Text:
%%

Inliniac

When using Snort_inline with NFQ support, it’s likely that at some point you’ve seen messages like these on the console: packet recv contents failure: No buffer space available. When the messages are appearing Snort_inline slows down significantly. I’ve been trying to find out why.

There are a number of setting that influence NFQ performance. One of them is the NFQ queue maximum length. This is a value in packets. Snort_inline takes an argument to modify the buffer length: –queue-maxlen 5000 (note: there are two dashes before queue-maxlen).

That’s not enough though. The following settings increase the buffer that NFQ seems to use for it’s queue. Since I’ve set it this high, I haven’t been able to get a single read error anymore:

sysctl -w net.core.rmem_default=’8388608′
sysctl -w net.core.wmem_default=’8388608′

The values are in bytes. The following values increase buffers for tcp traffic.

sysctl -w net.ipv4.tcp_wmem=’1048576 4194304 16777216′
sysctl -w net.ipv4.tcp_rmem=’1048576 4194304 16777216′

For more details see this page: http://www-didc.lbl.gov/TCP-tuning/linux.html

Setting these values fixed all my NFQ related slowdowns. The values probably work for ip_queue as well. If you use other values, please put them in a comment below.

Thanks to Dave Remien for helping me track this down!

A while ago I wrote about why the TCP window scaling normalization in Snort_inline was broken by design. I also wrote about a new solution I was working on and testing that would be uploaded to SVN soon. I just committed the patch to SVN. What it does is add two new options to stream4:

norm_window: normalize the TCP window (disabled by default). This is to protect Snort_inline from being forced to queue too many packets.
max_win_size: maximum size of the scaled TCP window. Packets increasing the window beyond the limit are modified.

This option is disabled by default, and the old wscale normalization code is removed, as are the options that configured it. It runs fine on my gateway, without noticeable slowdowns, but I haven’t done any benchmarking so far. Please try this and let me know how it works for you!

%%

Listed records:
%%

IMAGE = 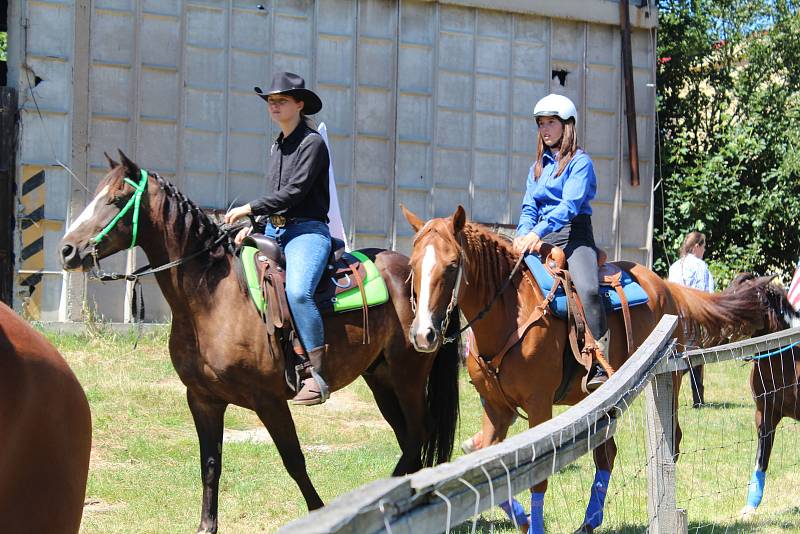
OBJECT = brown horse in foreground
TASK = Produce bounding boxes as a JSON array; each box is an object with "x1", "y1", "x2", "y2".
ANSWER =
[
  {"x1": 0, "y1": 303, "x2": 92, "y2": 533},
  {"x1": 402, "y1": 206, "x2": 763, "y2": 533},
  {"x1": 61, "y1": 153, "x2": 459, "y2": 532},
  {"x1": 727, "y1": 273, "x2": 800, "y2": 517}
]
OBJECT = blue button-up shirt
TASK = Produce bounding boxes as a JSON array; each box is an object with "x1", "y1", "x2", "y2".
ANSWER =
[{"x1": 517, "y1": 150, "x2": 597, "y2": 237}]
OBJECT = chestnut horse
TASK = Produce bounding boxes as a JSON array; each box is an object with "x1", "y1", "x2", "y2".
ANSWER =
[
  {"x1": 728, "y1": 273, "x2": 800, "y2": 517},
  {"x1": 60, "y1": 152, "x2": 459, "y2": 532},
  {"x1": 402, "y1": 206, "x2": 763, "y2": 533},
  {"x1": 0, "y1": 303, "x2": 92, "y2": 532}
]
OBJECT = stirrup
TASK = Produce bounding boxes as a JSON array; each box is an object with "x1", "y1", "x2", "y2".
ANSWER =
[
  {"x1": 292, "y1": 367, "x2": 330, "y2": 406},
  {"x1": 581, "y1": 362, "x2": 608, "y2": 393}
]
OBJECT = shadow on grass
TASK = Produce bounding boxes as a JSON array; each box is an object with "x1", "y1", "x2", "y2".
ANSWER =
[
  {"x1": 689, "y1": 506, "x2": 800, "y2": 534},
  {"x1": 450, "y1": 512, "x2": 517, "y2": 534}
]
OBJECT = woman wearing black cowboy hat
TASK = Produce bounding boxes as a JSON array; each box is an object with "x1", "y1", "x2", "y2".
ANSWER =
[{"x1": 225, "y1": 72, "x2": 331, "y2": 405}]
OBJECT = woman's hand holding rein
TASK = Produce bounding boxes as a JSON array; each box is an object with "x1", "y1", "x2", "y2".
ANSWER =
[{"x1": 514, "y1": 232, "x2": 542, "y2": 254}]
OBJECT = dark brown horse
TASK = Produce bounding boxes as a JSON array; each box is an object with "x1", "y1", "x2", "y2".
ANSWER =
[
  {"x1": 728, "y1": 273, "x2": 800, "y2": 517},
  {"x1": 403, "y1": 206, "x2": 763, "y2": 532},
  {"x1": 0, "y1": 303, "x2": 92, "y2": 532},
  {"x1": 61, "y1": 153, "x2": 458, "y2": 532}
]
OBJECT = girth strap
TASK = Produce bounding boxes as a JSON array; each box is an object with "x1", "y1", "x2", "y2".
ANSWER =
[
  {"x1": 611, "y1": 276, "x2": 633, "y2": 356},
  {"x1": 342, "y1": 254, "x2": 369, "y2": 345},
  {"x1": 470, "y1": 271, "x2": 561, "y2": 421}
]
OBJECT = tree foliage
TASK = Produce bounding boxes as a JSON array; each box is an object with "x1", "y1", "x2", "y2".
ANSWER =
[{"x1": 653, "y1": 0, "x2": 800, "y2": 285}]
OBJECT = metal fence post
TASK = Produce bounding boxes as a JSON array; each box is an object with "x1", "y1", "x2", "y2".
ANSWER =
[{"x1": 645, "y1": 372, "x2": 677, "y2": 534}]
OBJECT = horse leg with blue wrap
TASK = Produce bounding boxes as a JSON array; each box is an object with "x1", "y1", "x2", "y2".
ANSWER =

%%

Short problem 1:
Answer these from the Snort_inline post:
(a) In what unit is the NFQ queue maximum length measured?
(b) What value does the post set for net.core.rmem_default?
(c) Is the norm_window option enabled or disabled by default?
Short problem 2: List every kernel parameter that the Snort_inline post sets with sysctl.
Short problem 3:
Does each statement agree with the Snort_inline post? Answer yes or no, and quote the words that decide it.
(a) max_win_size causes packets that push the window past the limit to be modified.
(b) The new stream4 options have been benchmarked.
(c) The old wscale normalization code remains alongside the new options.
The records have no role in this work.

Correct result 1:
(a) Packets
(b) 8388608
(c) Disabled

Correct result 2:
net.core.rmem_default
net.core.wmem_default
net.ipv4.tcp_wmem
net.ipv4.tcp_rmem

Correct result 3:
(a) Yes: "Packets increasing the window beyond the limit are modified."
(b) No: "I haven’t done any benchmarking so far."
(c) No: "the old wscale normalization code is removed"